__Excerpted text__:
## Begin

Why is OWASP Top 10 So Important for AppSec Engineers?

What is OWASP?

The Open Web Application Security Project, or OWASP, is a non-profit organisation founded in 2001 by Mark Curphey. Over the years, they've dedicated themselves to improving the state of application security through research and numerous projects.

Anyone can become a member of OWASP by making a donation and take part in research and development, adding to their growing body of knowledge. All of their resources are free to access as part of their drive to make application security knowledge available to everyone.

Some of their most well-known projects include the OWASP Top 10, Juice Shop, Cheat Sheet series, ZAP, and WebGoat.

What is the OWASP Top 10?

The OWASP Top 10 is a list of the 10 most common and critical security vulnerabilities, ranked according to the severity of the threat they each pose. The list is based on a consensus of security experts from around the world, and is one of the most useful resources in a budding security professional's toolkit.

Why is the OWASP Top 10 such a big deal?

The OWASP Top 10 is perhaps the most ubiquitous and well-known security resources out there, and is recognised even outside application security circles. It's usually the first tool in a security engineer's toolkit, because it highlights the most common vulnerabilities in software.

Technology and development methods evolve at a rapid pace, and so must our methods to mitigate security risks. The annually updated list ensures both developers and security professionals are aware of the vulnerabilities they're most likely to encounter.

In addition, the OWASP Top 10 offers a way for security engineers to gauge the severity of a vulnerability — the higher up it is on the list, the more critical it is. This is the simplest benchmark to determine which vulnerabilities need to be remediated first.

The OWASP Top 10 rankings for 2021

1. Broken Access Control

According to OWASP, over 94% of applications tested suffer from some form of broken access control. When you think about it, it makes sense why it's at the top of this list. Nearly all apps we use today feature some kind of access control mechanism (like login credentials) to stop users from gaining privileges they shouldn't have. When these access control mechanisms fail, it can lead to the exposure of sensitive user data to malicious actors, and in some cases, gives them access to modify or destroy the data.

## End

__Material shown__:
## Begin

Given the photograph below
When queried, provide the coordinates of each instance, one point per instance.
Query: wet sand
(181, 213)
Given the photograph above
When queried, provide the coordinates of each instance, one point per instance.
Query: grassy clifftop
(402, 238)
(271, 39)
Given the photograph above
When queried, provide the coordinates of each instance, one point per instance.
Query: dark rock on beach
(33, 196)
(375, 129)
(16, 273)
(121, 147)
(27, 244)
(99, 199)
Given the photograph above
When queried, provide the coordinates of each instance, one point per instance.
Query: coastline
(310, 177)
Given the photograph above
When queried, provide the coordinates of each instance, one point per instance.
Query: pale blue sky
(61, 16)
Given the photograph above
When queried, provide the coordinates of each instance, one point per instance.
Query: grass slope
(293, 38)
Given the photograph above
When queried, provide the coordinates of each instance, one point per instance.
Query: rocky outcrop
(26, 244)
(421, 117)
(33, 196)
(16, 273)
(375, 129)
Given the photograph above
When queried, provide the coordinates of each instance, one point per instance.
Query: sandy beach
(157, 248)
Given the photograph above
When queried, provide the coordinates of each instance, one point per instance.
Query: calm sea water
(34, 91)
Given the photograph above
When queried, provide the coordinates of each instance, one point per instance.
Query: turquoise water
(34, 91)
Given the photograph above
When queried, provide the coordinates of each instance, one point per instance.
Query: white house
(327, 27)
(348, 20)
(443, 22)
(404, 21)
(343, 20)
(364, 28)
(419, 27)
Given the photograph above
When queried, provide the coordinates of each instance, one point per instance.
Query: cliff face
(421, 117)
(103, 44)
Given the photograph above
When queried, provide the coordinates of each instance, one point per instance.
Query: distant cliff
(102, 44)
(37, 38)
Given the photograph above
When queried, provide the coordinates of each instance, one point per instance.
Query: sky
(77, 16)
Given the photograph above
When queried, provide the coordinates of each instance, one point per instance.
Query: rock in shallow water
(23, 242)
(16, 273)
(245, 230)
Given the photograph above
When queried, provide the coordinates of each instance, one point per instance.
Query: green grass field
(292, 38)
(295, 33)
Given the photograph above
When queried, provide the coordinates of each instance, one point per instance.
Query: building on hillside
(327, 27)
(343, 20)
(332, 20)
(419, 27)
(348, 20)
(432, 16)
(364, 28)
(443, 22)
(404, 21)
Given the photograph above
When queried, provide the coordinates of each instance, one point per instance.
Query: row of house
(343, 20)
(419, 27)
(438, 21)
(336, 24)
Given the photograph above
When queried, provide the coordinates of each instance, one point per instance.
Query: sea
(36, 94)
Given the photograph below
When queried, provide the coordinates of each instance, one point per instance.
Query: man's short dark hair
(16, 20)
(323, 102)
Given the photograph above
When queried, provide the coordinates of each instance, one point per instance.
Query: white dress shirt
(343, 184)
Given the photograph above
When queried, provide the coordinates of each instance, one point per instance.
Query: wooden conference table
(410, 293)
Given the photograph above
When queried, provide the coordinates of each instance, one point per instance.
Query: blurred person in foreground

## End

__Work to do__: Copy the OWASP article from the words "The Open Web" through "OWASP Top 10?", putting "organization" wherever "organisation" appears. These items were taken from a separate source.

__The output__:
The Open Web Application Security Project, or OWASP, is a non-profit organization founded in 2001 by Mark Curphey. Over the years, they've dedicated themselves to improving the state of application security through research and numerous projects.

Anyone can become a member of OWASP by making a donation and take part in research and development, adding to their growing body of knowledge. All of their resources are free to access as part of their drive to make application security knowledge available to everyone.

Some of their most well-known projects include the OWASP Top 10, Juice Shop, Cheat Sheet series, ZAP, and WebGoat.

What is the OWASP Top 10?